### ZITIERTER TEXTAUSZUG
----

Slowdive – „Everything Is Alive“ (Album der Woche)

Von ByteFM Redaktion, 4. September 2023

Cover des Albums „Everything Is Alive“ von Slowdive, das unser ByteFM Album der Woche ist.

Slowdive – „Everything Is Alive“ (Dead Oceans)

Sechs Jahre sind keine lange Zeit. Zumindest, wenn man Slowdive-Fan ist. Nachdem die britische Shoegaze-Institution sich 1995 auflöste, mussten ihre Anhänger*innen lange auf neue Musik warten. „Pygmalion“, ihr kurz vorher veröffentlichtes drittes Album, war ein nahezu ohrenbetäubend stiller Sonderling (und ihre vielleicht beste LP), die mit ihrer an die späten Talk Talk erinnernden Sperrigkeit die Laufbahn der Band mehr mit einem Fragezeichen als mit einem Ausrufezeichen vorzeitig beendete. „Da muss doch noch was kommen“, dachte sich bestimmt so manch ein Fan. Und der lange Atem sollte sich auszahlen: 2017, satte 22 Lenze später, war da plötzlich ein neues Album. Wer so lange warten kann, lacht doch über sechs Jahre.

----

### ZU BEARBEITENDE EINTRÄGE
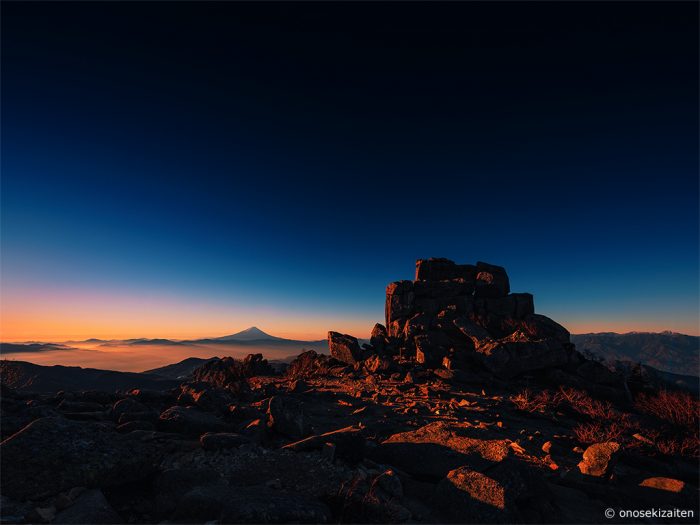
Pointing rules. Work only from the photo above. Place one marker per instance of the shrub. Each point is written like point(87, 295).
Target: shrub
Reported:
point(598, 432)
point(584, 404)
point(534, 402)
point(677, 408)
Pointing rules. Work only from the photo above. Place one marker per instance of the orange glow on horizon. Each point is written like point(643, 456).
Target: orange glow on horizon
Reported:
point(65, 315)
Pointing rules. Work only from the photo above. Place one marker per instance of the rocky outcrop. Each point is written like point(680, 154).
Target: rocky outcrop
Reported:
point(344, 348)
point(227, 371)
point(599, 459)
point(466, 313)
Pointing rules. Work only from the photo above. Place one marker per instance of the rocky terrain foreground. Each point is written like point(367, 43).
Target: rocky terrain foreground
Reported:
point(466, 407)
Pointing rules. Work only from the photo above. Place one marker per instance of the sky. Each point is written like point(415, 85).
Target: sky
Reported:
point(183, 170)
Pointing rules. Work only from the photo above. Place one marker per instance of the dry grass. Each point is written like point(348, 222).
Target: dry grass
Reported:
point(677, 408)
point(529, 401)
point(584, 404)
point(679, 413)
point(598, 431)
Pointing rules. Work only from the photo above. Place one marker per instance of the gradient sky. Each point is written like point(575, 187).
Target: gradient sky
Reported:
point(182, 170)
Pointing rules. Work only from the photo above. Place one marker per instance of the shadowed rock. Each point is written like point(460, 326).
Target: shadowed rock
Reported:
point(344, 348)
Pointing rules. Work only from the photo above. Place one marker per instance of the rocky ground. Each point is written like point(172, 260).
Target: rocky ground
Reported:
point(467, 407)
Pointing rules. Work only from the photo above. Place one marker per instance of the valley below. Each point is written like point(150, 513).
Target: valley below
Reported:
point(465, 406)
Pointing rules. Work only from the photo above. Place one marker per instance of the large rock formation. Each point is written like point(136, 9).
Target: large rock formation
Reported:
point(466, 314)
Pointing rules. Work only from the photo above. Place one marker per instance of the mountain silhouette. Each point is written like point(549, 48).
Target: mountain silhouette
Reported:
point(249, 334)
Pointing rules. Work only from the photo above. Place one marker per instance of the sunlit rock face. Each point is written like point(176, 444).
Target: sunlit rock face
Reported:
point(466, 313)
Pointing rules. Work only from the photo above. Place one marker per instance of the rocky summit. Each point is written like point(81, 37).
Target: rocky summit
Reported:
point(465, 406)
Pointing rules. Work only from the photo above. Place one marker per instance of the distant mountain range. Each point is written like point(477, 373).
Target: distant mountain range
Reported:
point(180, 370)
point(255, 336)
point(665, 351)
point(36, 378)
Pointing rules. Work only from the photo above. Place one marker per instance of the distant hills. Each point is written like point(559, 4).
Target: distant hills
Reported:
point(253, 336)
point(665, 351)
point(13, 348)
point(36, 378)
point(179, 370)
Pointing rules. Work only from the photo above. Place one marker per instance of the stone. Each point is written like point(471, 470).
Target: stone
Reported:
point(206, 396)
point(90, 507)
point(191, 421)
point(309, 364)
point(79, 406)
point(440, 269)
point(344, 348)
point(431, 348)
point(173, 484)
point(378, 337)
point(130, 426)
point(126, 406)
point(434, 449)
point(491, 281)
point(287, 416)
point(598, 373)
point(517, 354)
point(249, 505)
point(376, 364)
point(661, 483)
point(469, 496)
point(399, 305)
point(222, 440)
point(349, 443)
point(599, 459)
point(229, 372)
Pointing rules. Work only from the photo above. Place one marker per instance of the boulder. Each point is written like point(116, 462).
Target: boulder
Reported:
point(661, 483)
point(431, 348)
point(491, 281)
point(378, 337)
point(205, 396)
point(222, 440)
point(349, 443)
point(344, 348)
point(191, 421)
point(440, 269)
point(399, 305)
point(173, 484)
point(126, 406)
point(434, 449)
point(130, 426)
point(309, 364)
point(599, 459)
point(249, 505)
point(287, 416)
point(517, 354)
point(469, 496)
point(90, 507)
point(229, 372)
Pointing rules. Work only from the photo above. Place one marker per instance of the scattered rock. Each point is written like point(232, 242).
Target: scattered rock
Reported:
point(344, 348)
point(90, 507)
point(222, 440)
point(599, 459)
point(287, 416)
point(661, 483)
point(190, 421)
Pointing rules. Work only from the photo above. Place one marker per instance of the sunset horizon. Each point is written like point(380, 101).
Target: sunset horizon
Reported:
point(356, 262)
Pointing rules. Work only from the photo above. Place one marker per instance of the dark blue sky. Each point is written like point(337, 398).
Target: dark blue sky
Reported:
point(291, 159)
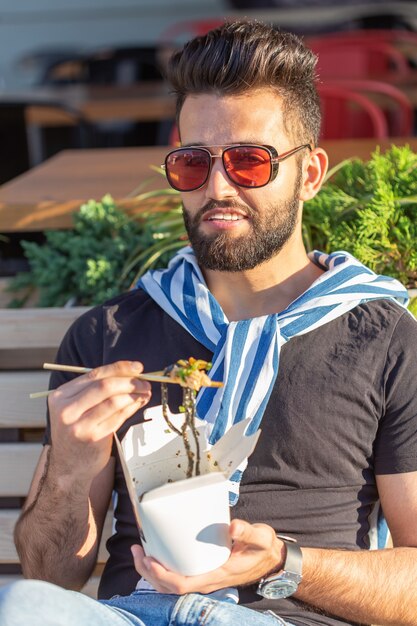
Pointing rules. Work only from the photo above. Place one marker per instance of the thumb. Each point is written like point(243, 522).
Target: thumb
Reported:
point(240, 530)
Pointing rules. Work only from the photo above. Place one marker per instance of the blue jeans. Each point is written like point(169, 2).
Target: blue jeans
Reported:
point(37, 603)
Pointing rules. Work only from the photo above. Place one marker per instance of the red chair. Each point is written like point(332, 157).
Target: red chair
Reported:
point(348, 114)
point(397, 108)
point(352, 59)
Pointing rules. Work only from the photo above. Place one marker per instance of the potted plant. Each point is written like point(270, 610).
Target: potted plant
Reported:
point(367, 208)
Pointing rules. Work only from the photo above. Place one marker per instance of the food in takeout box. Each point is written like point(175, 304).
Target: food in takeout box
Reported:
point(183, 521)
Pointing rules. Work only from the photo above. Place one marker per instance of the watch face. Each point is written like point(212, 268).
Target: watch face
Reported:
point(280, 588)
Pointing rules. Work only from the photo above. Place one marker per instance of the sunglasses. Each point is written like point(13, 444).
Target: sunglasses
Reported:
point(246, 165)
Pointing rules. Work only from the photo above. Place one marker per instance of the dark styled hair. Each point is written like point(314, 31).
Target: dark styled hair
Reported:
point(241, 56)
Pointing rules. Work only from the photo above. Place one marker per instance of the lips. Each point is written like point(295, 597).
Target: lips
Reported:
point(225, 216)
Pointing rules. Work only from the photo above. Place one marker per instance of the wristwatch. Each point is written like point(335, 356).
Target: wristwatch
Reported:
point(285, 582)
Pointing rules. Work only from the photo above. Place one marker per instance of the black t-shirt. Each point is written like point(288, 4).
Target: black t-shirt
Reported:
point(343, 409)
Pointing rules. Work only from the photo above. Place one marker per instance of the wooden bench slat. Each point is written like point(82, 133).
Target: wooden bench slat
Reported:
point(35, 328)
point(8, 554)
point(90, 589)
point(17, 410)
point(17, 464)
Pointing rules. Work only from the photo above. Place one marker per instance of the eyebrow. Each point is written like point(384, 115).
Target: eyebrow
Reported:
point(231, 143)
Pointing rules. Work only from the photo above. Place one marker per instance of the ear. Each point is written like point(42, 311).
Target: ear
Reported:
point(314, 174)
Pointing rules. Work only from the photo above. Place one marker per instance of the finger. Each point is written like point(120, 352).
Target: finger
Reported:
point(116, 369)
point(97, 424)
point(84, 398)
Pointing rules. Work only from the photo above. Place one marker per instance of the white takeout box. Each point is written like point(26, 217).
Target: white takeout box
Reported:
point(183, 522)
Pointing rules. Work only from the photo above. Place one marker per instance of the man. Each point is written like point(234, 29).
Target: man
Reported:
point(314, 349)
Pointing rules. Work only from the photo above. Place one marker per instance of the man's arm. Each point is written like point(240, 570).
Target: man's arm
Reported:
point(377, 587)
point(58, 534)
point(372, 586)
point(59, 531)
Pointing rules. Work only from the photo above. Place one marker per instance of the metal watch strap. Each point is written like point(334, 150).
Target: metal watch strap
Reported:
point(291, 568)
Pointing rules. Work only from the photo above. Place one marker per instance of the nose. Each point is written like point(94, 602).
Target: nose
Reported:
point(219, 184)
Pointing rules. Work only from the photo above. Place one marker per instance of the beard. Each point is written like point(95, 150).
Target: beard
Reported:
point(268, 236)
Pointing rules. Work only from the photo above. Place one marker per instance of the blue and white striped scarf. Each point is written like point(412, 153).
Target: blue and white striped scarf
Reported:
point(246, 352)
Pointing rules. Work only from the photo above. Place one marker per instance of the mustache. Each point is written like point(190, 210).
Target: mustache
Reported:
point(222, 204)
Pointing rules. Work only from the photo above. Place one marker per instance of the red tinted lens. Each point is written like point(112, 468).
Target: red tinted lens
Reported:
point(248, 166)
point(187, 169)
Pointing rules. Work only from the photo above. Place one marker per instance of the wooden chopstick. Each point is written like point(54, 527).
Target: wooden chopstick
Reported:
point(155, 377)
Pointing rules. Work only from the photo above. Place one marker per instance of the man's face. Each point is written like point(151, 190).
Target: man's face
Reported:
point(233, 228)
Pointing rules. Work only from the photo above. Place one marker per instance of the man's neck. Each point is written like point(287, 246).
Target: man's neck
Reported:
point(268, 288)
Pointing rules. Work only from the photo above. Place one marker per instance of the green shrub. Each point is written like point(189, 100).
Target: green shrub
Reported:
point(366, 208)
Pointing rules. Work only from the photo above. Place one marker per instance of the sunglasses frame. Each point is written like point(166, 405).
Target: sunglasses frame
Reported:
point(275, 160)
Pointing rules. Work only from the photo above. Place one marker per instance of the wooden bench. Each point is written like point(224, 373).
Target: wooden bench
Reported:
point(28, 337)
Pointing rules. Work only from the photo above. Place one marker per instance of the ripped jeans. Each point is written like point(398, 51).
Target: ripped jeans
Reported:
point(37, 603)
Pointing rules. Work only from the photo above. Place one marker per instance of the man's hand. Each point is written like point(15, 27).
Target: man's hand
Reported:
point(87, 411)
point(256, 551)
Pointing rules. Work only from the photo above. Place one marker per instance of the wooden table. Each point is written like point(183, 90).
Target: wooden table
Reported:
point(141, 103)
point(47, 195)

----

### AUFGABENLISTE
**1.** Beantworte anhand der Albumrezension:
(a) In welchem Jahr löste sich Slowdive auf?
(b) Wie heißt das dritte Album der Band?
(c) Bei welchem Label erscheint „Everything Is Alive“?
**2.** Gib aus den Einträgen die Zeilen unverändert wieder, beginnend mit der Zeile mit „like point(175, 304).“ und weiter bis einschließlich der Zeile mit „point(280, 588)“.

### LÖSUNGEN
**1.**
(a) 1995
(b) „Pygmalion“
(c) Dead Oceans

**2.**
Pointing rules. Work only from the photo above. Place one marker per instance of the food in takeout box. Each point is written like point(175, 304).
Target: food in takeout box
Reported:
point(183, 521)
Pointing rules. Work only from the photo above. Place one marker per instance of the watch face. Each point is written like point(212, 268).
Target: watch face
Reported:
point(280, 588)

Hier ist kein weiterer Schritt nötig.